Texto extraído.
É uma história que anseia em ser maior, em todos os sentidos, do que os filmes que a antecedem. Apesar disso, John Wick 4 tem mais acertos do que erros. Stahelski, com roteiro de Shay Hatten e Michael Finch, mostra que adora todo o universo construído na franquia: ele explora a cultura da Alta Cúpula e mostra como pode ser divertido falar de sociedades de assassinos com suas regras próprias assim como é divertido falar de heróis. Crítica AQUI.
6. O Cisne
E um curta-metragem também está na nossa lista de melhores do ano. É O Cisne, singelo filme de Wes Anderson para a Netflix que fala sobre um garoto que sofreu bullying durante a infância. De tom poético bastante acentuado, e puxando a teatralidade que o diretor conferiu aos curtas inspirados nas histórias de Roald Dahl, o curta consegue ser curioso, emocionante e interessante -- tudo ao mesmo tempo. Ainda tem boa atuação de Rupert Friend (Hitman).
5. Tár
Outro filme polêmico. Afinal, muitas pessoas ficaram com um pé atrás no Oscar, quando a campanha pelo longa-metragem começou a ganhar fôlego e ameaçou um tiquinho do reinado (injusto, diga-se de passagem) de Tudo em Todo o Lugar ao Mesmo Tempo. Mas é preciso deixar essa bobagem de lado e admitir: é um filmaço. Dirigido por Todd Field (Pecados Íntimos), que desde 2006 não comandava um filme, Tár conta a história da maestro Lydia Tár (Cate Blanchett), considerada uma das maiores de sua área. Ela domina a música como poucos. E sabe disso.

Material fornecido.

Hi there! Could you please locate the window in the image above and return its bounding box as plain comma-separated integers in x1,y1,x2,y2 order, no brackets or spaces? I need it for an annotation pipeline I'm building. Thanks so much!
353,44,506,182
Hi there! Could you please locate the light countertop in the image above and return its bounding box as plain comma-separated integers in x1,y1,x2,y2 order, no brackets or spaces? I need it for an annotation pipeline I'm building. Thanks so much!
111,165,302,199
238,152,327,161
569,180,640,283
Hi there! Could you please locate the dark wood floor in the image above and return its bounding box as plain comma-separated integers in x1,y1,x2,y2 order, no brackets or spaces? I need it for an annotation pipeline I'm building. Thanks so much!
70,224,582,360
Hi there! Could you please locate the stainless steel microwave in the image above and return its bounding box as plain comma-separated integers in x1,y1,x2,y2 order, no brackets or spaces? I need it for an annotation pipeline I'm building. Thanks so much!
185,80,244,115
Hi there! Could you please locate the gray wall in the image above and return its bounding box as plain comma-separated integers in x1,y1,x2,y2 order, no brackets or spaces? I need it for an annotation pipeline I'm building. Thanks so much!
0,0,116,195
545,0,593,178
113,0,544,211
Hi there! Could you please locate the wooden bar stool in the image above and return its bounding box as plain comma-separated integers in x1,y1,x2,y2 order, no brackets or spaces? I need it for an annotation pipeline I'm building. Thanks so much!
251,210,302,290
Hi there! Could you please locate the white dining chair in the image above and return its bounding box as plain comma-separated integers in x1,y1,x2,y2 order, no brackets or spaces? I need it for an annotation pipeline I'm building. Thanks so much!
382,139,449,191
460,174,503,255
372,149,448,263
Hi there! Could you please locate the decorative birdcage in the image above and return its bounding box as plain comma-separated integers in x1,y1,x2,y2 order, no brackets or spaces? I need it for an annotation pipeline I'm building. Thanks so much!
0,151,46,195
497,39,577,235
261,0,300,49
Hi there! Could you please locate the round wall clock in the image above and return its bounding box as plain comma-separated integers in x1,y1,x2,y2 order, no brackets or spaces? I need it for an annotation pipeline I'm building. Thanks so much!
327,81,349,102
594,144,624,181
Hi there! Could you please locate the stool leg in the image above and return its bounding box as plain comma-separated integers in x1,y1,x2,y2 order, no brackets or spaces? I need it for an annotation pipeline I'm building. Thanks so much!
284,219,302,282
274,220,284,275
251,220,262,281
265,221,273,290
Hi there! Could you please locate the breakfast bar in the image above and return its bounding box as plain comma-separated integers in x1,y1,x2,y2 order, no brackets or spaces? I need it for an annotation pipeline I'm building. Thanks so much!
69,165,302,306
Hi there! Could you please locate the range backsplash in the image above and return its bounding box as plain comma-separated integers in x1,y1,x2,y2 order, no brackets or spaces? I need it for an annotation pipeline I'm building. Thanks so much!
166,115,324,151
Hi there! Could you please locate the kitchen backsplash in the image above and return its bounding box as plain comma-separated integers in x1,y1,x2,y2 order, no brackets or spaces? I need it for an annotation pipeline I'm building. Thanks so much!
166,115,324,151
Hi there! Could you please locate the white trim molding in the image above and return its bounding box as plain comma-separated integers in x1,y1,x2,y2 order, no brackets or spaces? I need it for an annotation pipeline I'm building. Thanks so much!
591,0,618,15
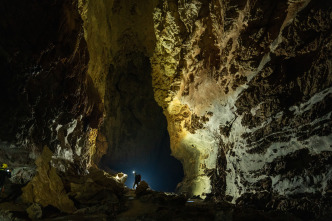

Exercício proposto 1.
Segundo o texto extraído, qual atriz interpreta a maestro Lydia Tár?
Exercício proposto 2.
Nos registros, substitua "countertop" por "worktop" nas linhas que começam naquela que contém "Hi there! Could you please locate the light" e seguem até aquela que contém "569,180,640,283", ambas incluídas, sem alterar mais nada. Apresente somente essas linhas.
O texto e os registros constituem materiais independentes entre si.

Resposta correta 1.
Cate Blanchett.

Resposta correta 2.
Hi there! Could you please locate the light worktop in the image above and return its bounding box as plain comma-separated integers in x1,y1,x2,y2 order, no brackets or spaces? I need it for an annotation pipeline I'm building. Thanks so much!
111,165,302,199
238,152,327,161
569,180,640,283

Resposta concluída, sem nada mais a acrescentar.